Work order
Please say how many lines in the entries below hold the string "white", with no other words.

Dataset records
-------------------------

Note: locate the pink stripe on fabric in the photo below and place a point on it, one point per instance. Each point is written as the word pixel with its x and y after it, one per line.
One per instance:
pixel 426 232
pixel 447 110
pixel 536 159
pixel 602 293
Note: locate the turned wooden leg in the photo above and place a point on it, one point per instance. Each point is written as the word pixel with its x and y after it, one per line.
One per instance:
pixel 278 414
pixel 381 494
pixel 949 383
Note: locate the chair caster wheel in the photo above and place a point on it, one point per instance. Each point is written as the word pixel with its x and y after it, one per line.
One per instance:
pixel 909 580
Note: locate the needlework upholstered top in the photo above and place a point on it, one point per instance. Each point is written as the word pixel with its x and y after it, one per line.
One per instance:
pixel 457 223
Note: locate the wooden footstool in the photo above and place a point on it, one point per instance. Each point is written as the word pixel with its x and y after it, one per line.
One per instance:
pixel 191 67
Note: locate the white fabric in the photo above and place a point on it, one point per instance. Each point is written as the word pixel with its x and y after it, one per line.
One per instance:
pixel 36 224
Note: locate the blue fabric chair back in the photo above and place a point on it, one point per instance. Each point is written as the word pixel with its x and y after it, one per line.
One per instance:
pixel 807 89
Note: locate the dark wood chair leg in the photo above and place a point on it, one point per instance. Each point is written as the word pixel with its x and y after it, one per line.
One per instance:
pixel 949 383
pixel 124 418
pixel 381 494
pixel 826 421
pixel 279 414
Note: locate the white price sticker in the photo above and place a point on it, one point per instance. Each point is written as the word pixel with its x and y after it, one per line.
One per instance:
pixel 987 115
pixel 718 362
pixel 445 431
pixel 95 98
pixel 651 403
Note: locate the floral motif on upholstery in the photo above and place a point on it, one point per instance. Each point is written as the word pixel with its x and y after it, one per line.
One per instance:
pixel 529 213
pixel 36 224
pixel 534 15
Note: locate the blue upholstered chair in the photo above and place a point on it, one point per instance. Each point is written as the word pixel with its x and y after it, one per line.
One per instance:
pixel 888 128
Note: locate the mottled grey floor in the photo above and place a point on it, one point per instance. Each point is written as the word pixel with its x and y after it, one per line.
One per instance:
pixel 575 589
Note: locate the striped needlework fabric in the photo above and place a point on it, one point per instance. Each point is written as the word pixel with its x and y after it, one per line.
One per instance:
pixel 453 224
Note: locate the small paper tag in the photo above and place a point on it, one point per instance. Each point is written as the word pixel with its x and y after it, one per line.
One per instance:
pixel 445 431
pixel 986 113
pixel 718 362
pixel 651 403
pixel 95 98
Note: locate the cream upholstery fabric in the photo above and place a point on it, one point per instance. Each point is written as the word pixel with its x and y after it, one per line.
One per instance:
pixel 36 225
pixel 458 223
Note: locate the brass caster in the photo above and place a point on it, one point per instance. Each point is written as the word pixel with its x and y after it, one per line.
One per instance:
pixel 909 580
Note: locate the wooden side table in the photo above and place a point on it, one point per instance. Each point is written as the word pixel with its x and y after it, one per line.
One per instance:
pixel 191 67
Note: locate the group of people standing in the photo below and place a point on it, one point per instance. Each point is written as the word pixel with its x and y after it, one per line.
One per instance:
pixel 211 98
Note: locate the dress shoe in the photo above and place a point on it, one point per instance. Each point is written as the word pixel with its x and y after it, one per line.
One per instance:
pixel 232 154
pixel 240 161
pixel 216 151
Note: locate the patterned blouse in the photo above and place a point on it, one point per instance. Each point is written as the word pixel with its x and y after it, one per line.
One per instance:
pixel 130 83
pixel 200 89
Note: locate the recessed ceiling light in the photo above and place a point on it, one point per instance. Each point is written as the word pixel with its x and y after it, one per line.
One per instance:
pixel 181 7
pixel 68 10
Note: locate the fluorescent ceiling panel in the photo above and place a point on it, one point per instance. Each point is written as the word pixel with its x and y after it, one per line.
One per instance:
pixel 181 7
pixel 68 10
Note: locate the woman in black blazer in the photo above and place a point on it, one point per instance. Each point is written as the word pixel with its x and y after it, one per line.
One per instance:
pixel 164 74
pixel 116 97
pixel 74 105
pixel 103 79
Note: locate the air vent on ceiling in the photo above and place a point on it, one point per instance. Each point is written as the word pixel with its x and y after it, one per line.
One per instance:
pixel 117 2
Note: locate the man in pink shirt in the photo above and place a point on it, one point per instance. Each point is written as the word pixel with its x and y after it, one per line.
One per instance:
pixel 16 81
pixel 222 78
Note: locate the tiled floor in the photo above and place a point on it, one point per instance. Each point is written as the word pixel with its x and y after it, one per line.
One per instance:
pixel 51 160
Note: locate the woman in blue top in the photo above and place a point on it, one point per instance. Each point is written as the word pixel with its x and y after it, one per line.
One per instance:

-------------------------

Answer area
2